◆ **TASK REQUIREMENTS**:
a - In the rmongodb guide, which library does the rmongodb package use to connect R and MongoDB?
b - Please reproduce the rmongodb guide word for word between "MongoDB www.mongodb.org is" and "latest dev release.", inclusive.

◆ **GIVEN PASSAGE**:
******************************

MongoDB www.mongodb.org is a scalable, high-performance, document-oriented NoSQL database. The rmongodb package provides an interface from the statistical software R www.r-project.org to MongoDB and back using the mongodb-C library.
There is a stable CRAN version of rmongodb available: (install rmongodb)
install.packages("rmongodb")
You can also install the latest dev release.
library(devtools)
install_github("rmongodb", "mongosoup")
Load the package as you would any other package.
library("rmongodb")
First, create a connection to a MongoDB instance. If no parameters, it assumes the localhost.
help("mongo.create")
## starting httpd help server ... done
mongo <- mongo.create()
mongo
## [1] 0
## attr(,"mongo")
## <pointer: 0x00000000077b4a38>
## attr(,"class")
## [1] "mongo"
## attr(,"host")
## [1] "127.0.0.1"
## attr(,"name")
## [1] ""
## attr(,"username")
## [1] ""
## attr(,"password")
## [1] ""
## attr(,"db")
## [1] "admin"
## attr(,"timeout")
## [1] 0
mongo.is.connected
## function (mongo)
## .Call(".mongo.is.connected", mongo)

******************************

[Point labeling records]
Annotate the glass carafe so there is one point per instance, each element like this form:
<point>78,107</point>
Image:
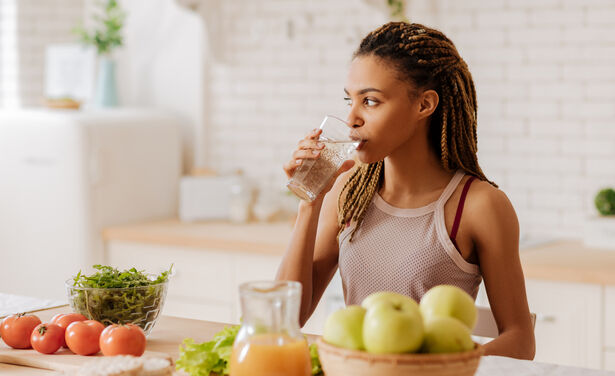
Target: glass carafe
<point>269,342</point>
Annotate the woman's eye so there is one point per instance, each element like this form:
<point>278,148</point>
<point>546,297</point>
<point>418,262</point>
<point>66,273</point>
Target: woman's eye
<point>370,102</point>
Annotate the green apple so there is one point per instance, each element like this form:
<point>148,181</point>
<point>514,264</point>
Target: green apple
<point>450,301</point>
<point>446,335</point>
<point>344,328</point>
<point>392,325</point>
<point>390,296</point>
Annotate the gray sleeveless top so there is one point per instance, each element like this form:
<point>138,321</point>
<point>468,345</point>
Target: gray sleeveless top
<point>407,251</point>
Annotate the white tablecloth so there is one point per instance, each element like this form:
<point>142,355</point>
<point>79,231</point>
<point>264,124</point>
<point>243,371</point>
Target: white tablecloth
<point>10,304</point>
<point>502,366</point>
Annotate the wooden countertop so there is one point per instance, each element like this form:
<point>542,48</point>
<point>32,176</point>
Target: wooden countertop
<point>169,332</point>
<point>569,261</point>
<point>265,238</point>
<point>564,261</point>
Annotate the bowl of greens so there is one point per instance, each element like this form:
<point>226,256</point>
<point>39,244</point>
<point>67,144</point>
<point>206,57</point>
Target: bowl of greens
<point>112,296</point>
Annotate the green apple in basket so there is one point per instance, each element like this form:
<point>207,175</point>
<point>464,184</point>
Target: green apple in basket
<point>450,301</point>
<point>344,328</point>
<point>392,324</point>
<point>450,315</point>
<point>446,335</point>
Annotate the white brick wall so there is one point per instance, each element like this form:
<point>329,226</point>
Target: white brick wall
<point>544,72</point>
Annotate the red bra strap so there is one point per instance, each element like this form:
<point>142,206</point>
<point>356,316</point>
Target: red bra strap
<point>462,200</point>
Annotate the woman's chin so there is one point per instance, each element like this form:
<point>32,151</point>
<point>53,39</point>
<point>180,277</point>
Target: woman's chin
<point>366,158</point>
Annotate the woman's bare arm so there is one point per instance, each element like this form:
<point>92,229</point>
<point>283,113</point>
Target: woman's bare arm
<point>495,231</point>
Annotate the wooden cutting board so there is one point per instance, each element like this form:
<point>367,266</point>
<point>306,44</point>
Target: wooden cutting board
<point>63,360</point>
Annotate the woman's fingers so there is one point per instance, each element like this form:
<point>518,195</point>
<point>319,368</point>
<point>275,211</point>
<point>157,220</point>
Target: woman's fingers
<point>307,148</point>
<point>310,144</point>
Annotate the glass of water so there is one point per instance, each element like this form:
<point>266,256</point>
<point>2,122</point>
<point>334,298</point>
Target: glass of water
<point>313,174</point>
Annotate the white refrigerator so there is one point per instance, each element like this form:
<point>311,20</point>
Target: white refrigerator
<point>65,175</point>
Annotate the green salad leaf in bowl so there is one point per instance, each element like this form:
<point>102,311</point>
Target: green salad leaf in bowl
<point>112,296</point>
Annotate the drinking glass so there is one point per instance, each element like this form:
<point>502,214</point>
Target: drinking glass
<point>313,174</point>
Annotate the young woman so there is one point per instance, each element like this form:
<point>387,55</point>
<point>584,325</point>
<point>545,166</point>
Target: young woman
<point>394,222</point>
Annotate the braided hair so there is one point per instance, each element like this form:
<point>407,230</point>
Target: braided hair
<point>427,59</point>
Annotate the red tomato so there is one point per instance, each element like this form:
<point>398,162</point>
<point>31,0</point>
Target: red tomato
<point>16,330</point>
<point>82,337</point>
<point>47,338</point>
<point>63,320</point>
<point>126,339</point>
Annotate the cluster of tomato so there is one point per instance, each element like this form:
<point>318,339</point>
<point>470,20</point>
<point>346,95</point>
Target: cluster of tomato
<point>74,331</point>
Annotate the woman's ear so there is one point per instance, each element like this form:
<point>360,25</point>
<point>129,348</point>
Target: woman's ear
<point>428,102</point>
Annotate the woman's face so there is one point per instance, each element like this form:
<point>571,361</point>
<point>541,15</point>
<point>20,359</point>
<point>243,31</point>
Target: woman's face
<point>382,113</point>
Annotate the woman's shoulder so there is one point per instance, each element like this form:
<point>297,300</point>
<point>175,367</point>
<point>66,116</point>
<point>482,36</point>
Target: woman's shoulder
<point>487,206</point>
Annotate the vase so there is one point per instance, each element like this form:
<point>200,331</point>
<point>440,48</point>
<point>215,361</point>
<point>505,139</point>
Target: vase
<point>106,88</point>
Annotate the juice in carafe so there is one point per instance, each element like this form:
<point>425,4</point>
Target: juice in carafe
<point>269,342</point>
<point>271,355</point>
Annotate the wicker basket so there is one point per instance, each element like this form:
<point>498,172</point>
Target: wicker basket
<point>337,361</point>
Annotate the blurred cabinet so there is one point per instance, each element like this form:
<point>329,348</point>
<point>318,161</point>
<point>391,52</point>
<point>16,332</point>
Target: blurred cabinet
<point>568,322</point>
<point>575,322</point>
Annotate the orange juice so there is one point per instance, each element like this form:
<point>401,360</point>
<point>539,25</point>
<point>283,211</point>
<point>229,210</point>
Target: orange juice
<point>271,355</point>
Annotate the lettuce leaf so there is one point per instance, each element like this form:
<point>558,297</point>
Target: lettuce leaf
<point>316,367</point>
<point>200,359</point>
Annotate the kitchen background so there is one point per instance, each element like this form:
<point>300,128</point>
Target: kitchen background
<point>245,79</point>
<point>252,77</point>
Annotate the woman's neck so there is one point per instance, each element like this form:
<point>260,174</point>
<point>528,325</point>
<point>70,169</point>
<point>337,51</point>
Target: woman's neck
<point>413,175</point>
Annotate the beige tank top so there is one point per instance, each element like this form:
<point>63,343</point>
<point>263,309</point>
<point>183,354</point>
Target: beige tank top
<point>403,250</point>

******************************

◆ **RESULTS FOR THE EXERCISE**:
a - The mongodb-C library.

b -
MongoDB www.mongodb.org is a scalable, high-performance, document-oriented NoSQL database. The rmongodb package provides an interface from the statistical software R www.r-project.org to MongoDB and back using the mongodb-C library.
There is a stable CRAN version of rmongodb available: (install rmongodb)
install.packages("rmongodb")
You can also install the latest dev release.